A verbatim copy of the whole listing is what is needed.

════════

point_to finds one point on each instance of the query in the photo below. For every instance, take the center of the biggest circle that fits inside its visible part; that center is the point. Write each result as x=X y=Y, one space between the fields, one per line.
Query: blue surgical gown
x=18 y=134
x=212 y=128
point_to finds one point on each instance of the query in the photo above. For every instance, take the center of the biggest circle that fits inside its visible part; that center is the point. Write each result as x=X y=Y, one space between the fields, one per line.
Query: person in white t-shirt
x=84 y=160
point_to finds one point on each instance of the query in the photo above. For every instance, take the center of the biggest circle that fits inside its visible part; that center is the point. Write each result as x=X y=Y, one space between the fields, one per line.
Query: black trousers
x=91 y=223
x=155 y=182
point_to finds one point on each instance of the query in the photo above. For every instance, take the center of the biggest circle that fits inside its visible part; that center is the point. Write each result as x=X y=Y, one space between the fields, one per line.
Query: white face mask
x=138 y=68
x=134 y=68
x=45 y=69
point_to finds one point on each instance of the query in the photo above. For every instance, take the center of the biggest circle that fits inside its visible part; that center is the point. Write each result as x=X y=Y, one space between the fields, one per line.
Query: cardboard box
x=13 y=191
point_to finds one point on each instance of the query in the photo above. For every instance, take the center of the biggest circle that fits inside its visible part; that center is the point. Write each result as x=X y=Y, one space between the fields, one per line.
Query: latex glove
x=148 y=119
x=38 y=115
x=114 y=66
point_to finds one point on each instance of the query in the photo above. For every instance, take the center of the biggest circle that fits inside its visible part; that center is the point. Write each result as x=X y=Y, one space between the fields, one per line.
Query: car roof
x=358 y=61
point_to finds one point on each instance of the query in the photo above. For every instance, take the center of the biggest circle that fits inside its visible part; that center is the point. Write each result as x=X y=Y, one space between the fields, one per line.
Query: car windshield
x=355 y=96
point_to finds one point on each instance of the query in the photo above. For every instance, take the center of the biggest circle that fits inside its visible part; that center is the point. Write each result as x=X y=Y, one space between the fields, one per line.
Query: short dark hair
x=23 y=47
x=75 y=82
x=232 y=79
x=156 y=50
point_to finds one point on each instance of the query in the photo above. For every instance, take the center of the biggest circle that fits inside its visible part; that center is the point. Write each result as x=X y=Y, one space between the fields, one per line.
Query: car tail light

════════

YOUR SOLUTION →
point_to finds one point on each instance of the query in the photo below. For every instance, take the center of the biggest circle that fits inside its visible part; that center is the point. Write each result as x=X y=Y, one space between the fields, one per line.
Query: blue surgical gown
x=18 y=134
x=212 y=128
point_to finds one point on each instance of the query in the photo above. For every instance, take the center of the biggest circle that fits inside its visible part; that center is the point. Write each result as x=X y=Y, one space between the fields, one per line.
Query: person in white t-shirt
x=84 y=160
point_to finds one point on each instance of the query in the photo above. For every instance, take the center of the biggest circle that fits inside its visible part; that center is the point. Write each result as x=X y=Y, one space between the fields, one per line.
Query: black trousers
x=91 y=223
x=155 y=182
point_to finds one point on each instance of the query in the photo above. For every instance, take the center of the biggest circle that fits inside its visible part; that center is the point. Write each result as x=X y=Y, one space between the fields, one per line.
Query: white face mask
x=138 y=68
x=134 y=68
x=45 y=69
point_to finds one point on each instance of the query in the photo above. For every instance, take the center of the biggest circle that fits inside its visible part; that center is the point. Write each result as x=X y=Y, one space between the fields, one per line.
Query: cardboard box
x=13 y=191
point_to finds one point on each instance of the query in the photo above. For every instance, take the center of the biggest circle that fits inside its visible part; that center is the point. Write each result as x=X y=Y, one space between the fields, one per line.
Query: latex glove
x=148 y=119
x=38 y=115
x=114 y=66
point_to finds one point on each instance of the query in the photo above. For every instance, take the center of the biggest circle that fits inside its visible part; that center is the point. Write each result as x=X y=Y, one space between the fields, one per line.
Query: car roof
x=358 y=61
point_to finds one point on each instance of the query in the photo above. For every instance, take the center of the biggest circle that fits inside its visible part; that center is the point. Write each result as x=X y=Y, one space between the fields, one per line.
Query: car windshield
x=355 y=96
point_to finds one point on each instance of the query in the photo above. For every instance, take the center of the biggest circle that fits inside its visible part; that center is the point. Write each result as x=X y=Y, one space between the fields, one per line.
Query: short dark hair
x=23 y=47
x=75 y=82
x=232 y=79
x=156 y=50
point_to finds one point on each instance of the query in the photo above. For every instance, take the center of the biggest circle that fits inside its visible part; that center is the point. Write each result as x=X y=Y, one space between the fields, one per line.
Query: car tail light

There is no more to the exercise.